▸ SOURCE
((

Thanks, Matthias. Still with Heinz from NETVAP24. Related to this, have you and the industry seen any improvement in the circulation of substandard cement in the SA construction industry, or does it remain a problem?
It remains a big problem. We haven't seen any improvement. Basically, the substandard cement is coming from some blenders, not all the blenders, that reduce the content of the cement produced to a level that's not compliant with regulation and make it very dangerous for anyone building with that cement. So this is another huge, huge concern we have, and also we have expressed our concern to government.
Thank you. The third part of his question, Zimbabwe seems like a real growth platform, as mentioned. Could you perhaps provide color on what type of projects in the region is driving this?
I mean, different kinds of infrastructure is happening in Zimbabwe, from housing to public infrastructure to roads. We are seeing a consistent growth in the market from all segments. I couldn't point out one in particular. All of them are growing.
Okay, thank you. On to the next question from Warren Riley at Batalio Capital. What impact is higher diesel pricing having on the group post-March year end? Are you able to pass through the majority of the logistics costs, or are you expecting a negative margin impact?
Paolo, could you take that? But I would say that, yeah, we have passed part of that cost, and part we will have to absorb it. But Paolo can answer it easily.

))

▸ AIM A
Rewrite the listing from its beginning through the line containing "124], [53, 137]]", inclusive, replacing "bare tree" with "leafless tree" and keeping everything else unchanged. Omit the pictures from your answer.

▸ DATA EXCERPTS
((

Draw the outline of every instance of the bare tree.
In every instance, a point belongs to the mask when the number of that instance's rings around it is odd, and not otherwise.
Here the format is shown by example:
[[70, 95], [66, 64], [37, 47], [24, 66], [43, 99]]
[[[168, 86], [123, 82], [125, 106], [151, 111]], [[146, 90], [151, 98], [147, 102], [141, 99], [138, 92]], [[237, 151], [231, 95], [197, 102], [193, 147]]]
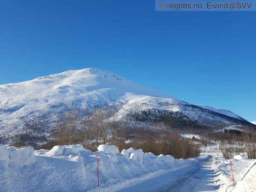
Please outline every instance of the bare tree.
[[59, 144], [71, 145], [75, 143], [78, 136], [77, 116], [76, 111], [67, 113], [63, 120], [57, 124], [53, 137]]

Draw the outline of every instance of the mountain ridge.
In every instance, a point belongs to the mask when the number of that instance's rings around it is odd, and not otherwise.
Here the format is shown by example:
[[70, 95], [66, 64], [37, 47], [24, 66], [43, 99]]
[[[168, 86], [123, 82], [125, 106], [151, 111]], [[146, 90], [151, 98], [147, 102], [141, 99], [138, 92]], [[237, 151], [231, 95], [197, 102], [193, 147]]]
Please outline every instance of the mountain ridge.
[[[68, 71], [1, 85], [0, 95], [0, 134], [20, 129], [21, 121], [37, 114], [58, 115], [65, 106], [84, 109], [118, 104], [121, 107], [116, 115], [121, 118], [134, 108], [155, 108], [182, 112], [193, 120], [215, 119], [229, 123], [216, 114], [209, 114], [210, 113], [206, 110], [218, 114], [222, 112], [224, 115], [229, 111], [218, 109], [217, 112], [211, 110], [210, 107], [193, 105], [110, 72], [93, 68]], [[199, 108], [193, 112], [195, 106]], [[228, 113], [231, 117], [248, 122], [231, 112]]]

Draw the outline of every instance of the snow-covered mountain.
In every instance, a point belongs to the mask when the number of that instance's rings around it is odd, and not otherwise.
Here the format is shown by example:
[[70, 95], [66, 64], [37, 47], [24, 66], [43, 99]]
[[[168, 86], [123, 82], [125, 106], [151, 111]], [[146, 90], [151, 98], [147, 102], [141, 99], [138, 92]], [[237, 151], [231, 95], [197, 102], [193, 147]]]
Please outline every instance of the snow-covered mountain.
[[192, 105], [112, 72], [90, 68], [0, 85], [0, 134], [19, 128], [22, 121], [37, 114], [53, 116], [67, 108], [89, 109], [106, 104], [120, 106], [119, 118], [132, 110], [154, 108], [180, 111], [208, 125], [250, 123], [231, 112]]

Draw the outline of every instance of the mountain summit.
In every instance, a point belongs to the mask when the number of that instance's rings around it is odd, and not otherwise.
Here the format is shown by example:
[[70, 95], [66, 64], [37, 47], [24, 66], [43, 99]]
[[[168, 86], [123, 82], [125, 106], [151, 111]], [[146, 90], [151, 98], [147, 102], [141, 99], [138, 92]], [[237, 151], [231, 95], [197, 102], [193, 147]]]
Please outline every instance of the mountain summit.
[[106, 105], [120, 106], [119, 117], [131, 110], [154, 108], [180, 112], [202, 124], [250, 123], [231, 112], [192, 105], [111, 72], [89, 68], [0, 85], [0, 134], [20, 128], [36, 114], [57, 115], [67, 108]]

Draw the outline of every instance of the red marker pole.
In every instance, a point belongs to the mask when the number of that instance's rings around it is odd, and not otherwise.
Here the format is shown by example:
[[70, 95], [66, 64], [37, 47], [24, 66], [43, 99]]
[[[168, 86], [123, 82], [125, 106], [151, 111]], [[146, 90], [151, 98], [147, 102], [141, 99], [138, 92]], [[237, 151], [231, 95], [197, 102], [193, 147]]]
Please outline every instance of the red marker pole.
[[96, 163], [97, 163], [97, 175], [98, 175], [98, 187], [99, 187], [99, 166], [98, 163], [98, 151], [97, 153]]
[[232, 173], [232, 177], [233, 179], [233, 183], [234, 183], [234, 187], [236, 187], [236, 185], [235, 184], [235, 180], [234, 180], [234, 176], [233, 175], [233, 169], [232, 168], [232, 164], [231, 164], [231, 160], [230, 158], [229, 158], [229, 162], [230, 163], [230, 168], [231, 168], [231, 173]]

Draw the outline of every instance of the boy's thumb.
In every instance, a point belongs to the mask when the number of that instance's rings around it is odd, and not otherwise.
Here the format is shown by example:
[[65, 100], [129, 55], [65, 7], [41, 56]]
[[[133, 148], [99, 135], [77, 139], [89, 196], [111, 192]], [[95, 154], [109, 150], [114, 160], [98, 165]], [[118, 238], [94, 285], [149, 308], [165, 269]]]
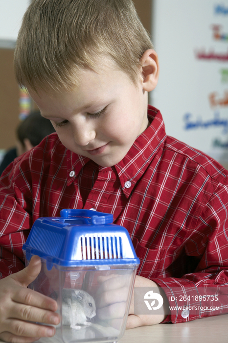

))

▸ AIM B
According to the question-and-answer passage, where is the substandard cement coming from?

▸ FULL ANSWER A
Draw the outline of every instance of the leafless tree.
In every instance, a point belongs to the mask when the number of that instance's rings around it is odd, and not otherwise.
Here the format is shown by example:
[[70, 95], [66, 64], [37, 47], [24, 66], [43, 99]]
[[[168, 86], [123, 82], [125, 106], [151, 111]], [[146, 90], [151, 98], [147, 102], [141, 99], [138, 92]], [[237, 151], [231, 95], [197, 102], [193, 147]]]
Please outline every instance of the leafless tree.
[[59, 144], [71, 145], [75, 143], [78, 136], [77, 116], [76, 111], [67, 113], [63, 120], [57, 124], [53, 137]]

▸ FULL ANSWER B
It comes from some blenders, though not all of them.